# Supplied data:
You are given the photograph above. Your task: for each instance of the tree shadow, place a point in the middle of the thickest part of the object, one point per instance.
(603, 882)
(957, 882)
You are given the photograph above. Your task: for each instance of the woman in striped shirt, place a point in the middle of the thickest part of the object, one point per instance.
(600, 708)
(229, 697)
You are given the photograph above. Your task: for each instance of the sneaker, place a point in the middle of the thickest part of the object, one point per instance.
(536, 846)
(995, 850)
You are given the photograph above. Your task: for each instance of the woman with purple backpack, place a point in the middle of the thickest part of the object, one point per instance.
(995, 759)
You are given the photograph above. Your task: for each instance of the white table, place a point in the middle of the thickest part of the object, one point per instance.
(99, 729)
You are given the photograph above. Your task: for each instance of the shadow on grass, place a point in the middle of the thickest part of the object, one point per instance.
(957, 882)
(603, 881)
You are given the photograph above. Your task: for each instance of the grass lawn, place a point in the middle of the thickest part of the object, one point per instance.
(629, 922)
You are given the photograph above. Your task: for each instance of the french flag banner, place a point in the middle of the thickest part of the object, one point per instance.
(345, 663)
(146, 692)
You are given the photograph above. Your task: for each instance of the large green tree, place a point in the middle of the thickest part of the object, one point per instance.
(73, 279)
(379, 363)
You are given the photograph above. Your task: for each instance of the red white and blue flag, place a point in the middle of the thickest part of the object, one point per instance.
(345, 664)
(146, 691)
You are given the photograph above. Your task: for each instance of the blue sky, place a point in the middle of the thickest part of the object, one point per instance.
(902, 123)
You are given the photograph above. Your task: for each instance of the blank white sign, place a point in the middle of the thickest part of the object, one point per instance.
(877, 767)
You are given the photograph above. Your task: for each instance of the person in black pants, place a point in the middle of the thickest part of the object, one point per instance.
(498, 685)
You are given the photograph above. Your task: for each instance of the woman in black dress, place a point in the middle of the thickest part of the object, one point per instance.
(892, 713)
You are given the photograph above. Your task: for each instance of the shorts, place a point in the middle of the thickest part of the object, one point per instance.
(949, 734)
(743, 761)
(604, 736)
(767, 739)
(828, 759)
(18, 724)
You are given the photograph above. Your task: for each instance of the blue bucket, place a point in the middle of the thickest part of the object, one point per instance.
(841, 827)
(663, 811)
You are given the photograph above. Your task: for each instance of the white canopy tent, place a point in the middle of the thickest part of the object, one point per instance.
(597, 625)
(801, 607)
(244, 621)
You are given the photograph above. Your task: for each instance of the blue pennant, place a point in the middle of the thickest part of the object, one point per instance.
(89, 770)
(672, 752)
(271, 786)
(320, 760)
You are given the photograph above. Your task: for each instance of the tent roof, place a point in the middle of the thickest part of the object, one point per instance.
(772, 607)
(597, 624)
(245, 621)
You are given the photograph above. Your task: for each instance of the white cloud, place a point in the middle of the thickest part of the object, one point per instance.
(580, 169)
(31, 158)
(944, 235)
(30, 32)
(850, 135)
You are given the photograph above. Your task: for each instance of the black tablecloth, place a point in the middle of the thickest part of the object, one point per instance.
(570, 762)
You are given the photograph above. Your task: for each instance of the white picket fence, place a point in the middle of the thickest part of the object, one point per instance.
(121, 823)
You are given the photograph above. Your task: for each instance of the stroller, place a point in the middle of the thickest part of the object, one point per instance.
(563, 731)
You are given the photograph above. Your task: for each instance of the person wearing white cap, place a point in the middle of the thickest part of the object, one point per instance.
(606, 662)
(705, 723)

# Exercise description:
Starting with the line that contains "the person wearing" and going on through the final line, write out each line again, the request included. Scale every coordinate in the points by 1.85 and round to whole numbers, rounding halves up.

# Result of this exercise:
You are given the photograph above. Your task: for each instance of the person wearing white cap, place a point in the middle of the thickest part of the object, one point per instance.
(1121, 1225)
(1304, 1338)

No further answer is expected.